#### [EXERCISE PROMPT]
Determine how many lines of the listing below hold the string "woman". Reply only with the number.

#### [DATA SHOWN]
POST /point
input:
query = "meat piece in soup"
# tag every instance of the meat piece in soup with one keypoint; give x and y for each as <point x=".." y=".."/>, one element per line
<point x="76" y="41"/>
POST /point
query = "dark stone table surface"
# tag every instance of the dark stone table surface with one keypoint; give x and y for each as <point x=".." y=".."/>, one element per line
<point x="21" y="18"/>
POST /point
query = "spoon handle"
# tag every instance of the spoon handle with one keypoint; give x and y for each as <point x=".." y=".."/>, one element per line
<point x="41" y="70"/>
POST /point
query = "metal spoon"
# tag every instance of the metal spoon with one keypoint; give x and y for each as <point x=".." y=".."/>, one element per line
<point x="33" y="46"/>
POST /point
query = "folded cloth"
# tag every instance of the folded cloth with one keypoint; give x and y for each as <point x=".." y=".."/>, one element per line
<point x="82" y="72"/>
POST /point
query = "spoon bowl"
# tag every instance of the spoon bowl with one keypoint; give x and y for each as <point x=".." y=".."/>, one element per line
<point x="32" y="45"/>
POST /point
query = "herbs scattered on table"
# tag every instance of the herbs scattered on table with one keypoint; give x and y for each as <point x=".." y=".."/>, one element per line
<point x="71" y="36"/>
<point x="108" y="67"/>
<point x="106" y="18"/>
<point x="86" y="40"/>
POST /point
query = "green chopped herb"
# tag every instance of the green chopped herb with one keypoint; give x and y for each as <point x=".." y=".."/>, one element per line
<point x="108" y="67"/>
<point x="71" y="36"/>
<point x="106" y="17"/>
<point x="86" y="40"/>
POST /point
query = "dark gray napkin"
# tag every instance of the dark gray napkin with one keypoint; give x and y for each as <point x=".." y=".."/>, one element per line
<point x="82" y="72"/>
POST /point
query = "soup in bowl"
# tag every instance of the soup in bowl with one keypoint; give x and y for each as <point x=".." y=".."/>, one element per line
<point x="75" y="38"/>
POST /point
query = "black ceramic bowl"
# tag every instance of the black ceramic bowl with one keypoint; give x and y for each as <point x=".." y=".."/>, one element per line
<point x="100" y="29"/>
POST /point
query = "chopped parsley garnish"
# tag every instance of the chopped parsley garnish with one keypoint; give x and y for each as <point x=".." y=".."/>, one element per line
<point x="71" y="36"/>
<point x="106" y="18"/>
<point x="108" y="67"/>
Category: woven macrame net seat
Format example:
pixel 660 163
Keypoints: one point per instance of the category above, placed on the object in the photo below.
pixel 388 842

==

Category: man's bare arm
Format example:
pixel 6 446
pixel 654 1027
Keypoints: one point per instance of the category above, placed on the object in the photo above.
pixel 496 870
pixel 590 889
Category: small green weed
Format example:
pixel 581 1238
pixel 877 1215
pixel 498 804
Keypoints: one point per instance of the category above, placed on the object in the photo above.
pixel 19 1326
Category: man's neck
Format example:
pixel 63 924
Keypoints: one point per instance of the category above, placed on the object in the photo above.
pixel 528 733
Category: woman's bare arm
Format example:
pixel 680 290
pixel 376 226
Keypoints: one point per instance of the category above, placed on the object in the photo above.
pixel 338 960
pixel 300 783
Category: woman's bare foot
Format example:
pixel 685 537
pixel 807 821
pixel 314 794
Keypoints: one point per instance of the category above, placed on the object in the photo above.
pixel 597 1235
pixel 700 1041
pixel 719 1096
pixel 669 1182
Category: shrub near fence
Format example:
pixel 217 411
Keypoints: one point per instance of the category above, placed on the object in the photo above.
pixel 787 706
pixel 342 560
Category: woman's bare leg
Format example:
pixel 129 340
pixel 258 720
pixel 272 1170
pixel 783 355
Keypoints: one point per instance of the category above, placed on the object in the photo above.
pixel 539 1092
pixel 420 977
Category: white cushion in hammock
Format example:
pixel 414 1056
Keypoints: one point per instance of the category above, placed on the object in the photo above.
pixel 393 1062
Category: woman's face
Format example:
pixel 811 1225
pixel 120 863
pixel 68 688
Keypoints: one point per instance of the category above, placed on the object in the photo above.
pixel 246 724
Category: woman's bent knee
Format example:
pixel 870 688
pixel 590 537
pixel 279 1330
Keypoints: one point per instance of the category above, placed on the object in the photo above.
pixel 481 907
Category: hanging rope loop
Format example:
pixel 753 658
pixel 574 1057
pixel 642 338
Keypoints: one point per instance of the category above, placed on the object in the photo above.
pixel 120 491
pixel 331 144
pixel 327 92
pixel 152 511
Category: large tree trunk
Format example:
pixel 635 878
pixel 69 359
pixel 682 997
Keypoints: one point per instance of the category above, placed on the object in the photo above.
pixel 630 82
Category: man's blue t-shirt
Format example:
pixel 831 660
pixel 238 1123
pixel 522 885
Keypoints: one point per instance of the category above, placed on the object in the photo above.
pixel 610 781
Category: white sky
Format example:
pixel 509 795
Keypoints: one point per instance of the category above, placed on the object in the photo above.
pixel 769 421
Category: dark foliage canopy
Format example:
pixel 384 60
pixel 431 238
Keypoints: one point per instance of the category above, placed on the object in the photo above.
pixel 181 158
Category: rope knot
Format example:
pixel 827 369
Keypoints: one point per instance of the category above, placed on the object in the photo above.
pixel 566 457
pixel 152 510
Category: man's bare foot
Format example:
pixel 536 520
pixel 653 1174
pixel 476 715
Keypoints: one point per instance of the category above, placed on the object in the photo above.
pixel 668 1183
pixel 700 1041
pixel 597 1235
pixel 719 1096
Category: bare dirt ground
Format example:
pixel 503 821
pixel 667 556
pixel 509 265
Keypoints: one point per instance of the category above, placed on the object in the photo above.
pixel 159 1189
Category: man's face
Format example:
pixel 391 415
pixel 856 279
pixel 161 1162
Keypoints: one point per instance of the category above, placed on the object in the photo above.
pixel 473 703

#### [ANSWER SPACE]
5